### Set task
Rewrite the entries from their beginning through the line containing "M 301 46 L 303", with the requests kept in place and both end lines included. Shift every coordinate in the answer outlines by 57, and leave the requests and their format samples unchanged.

[Records]

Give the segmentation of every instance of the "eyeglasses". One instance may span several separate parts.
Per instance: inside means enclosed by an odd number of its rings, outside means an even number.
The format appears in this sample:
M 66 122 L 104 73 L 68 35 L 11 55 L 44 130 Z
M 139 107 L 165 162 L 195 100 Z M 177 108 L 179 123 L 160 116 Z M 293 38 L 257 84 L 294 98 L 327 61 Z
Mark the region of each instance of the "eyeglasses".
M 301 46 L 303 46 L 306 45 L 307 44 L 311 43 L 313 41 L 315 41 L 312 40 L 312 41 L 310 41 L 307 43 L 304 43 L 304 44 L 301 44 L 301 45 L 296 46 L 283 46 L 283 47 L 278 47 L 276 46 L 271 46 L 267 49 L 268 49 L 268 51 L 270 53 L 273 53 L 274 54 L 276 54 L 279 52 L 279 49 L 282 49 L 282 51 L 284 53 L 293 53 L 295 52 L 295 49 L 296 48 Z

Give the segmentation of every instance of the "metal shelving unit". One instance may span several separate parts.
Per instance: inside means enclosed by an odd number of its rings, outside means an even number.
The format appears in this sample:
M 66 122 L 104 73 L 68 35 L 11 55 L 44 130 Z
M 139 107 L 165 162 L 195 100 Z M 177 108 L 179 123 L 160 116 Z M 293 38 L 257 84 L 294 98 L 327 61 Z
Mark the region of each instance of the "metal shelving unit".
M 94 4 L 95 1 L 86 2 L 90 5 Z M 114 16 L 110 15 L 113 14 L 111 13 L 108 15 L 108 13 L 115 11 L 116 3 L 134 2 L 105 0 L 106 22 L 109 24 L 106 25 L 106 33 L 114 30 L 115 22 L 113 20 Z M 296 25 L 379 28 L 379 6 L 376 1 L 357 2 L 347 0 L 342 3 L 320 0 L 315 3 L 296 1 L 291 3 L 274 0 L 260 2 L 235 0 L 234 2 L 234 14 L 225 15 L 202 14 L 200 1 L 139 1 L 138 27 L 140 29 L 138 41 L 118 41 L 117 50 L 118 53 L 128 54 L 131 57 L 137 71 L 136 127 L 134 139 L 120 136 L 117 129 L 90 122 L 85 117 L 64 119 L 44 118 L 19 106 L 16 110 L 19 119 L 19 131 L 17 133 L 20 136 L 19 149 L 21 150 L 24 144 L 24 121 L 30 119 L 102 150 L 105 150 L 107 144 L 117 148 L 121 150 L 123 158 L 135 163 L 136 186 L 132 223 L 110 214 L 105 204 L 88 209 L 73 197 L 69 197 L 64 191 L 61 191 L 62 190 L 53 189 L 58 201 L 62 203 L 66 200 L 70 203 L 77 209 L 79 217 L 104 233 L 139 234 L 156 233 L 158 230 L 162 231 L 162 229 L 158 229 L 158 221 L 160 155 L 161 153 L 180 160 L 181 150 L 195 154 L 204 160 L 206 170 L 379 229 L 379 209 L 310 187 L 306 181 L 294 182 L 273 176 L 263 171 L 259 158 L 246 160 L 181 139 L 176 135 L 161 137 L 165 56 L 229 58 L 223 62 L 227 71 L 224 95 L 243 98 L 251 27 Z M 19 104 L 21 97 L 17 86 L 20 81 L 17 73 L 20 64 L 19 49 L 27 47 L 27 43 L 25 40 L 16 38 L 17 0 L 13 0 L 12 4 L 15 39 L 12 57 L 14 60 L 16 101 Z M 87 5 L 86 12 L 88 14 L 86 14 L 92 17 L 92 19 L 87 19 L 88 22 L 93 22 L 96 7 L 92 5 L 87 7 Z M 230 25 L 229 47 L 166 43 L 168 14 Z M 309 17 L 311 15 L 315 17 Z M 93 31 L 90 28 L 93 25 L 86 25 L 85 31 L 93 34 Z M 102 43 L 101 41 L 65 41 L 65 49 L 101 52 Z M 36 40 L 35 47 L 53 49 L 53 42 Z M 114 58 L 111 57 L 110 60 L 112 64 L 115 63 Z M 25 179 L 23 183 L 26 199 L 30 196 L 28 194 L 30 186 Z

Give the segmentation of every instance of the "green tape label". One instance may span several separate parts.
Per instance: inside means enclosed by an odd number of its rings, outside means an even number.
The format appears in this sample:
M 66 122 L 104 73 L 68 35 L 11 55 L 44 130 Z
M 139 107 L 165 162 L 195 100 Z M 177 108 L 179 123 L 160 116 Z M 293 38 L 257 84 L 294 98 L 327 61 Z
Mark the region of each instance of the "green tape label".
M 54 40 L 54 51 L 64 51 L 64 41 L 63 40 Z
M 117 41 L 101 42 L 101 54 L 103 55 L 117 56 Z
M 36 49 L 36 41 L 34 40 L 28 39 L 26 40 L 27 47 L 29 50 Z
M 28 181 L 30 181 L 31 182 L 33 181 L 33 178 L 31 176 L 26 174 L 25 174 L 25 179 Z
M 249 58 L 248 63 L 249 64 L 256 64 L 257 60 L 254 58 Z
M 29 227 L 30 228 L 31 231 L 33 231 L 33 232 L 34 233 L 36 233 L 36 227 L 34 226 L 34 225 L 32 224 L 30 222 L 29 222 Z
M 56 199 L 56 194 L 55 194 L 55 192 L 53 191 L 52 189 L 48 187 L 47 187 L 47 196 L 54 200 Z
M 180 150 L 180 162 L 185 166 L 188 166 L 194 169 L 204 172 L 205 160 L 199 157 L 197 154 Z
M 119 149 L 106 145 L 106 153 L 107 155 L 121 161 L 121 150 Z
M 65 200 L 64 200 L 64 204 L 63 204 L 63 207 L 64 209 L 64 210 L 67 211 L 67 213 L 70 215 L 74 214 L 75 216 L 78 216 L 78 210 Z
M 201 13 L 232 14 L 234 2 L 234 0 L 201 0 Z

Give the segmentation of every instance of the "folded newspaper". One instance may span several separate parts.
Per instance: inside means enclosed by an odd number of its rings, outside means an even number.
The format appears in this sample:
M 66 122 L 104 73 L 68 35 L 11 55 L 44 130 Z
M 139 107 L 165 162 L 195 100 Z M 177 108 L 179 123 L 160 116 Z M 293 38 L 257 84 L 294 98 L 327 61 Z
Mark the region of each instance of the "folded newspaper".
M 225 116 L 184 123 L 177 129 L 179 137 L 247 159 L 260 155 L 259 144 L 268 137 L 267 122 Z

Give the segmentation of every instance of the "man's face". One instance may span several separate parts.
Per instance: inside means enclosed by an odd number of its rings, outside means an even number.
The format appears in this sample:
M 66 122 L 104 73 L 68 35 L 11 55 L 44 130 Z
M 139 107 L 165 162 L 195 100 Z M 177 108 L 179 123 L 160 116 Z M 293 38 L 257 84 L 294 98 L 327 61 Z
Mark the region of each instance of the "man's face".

### Reply
Give the segmentation of every instance of the "eyeglasses". One instance may span several separate parts.
Per instance: inside means enclosed by an odd number of its rings, outside means an even number.
The format appears in this sample:
M 66 122 L 104 73 L 68 35 L 11 55 L 44 130 Z
M 139 107 L 165 162 L 195 100 Z M 177 108 L 179 123 L 160 116 Z M 293 38 L 257 84 L 294 98 L 327 61 Z
Mark the region of each instance of the "eyeglasses".
M 358 103 L 360 103 L 363 102 L 364 101 L 368 100 L 370 98 L 372 98 L 369 97 L 369 98 L 367 98 L 364 100 L 361 100 L 361 101 L 358 101 L 358 102 L 353 103 L 340 103 L 340 104 L 335 104 L 333 103 L 328 103 L 324 106 L 325 106 L 325 108 L 327 110 L 330 110 L 331 111 L 333 111 L 336 109 L 336 106 L 339 106 L 339 108 L 341 110 L 350 110 L 352 109 L 352 106 L 353 105 Z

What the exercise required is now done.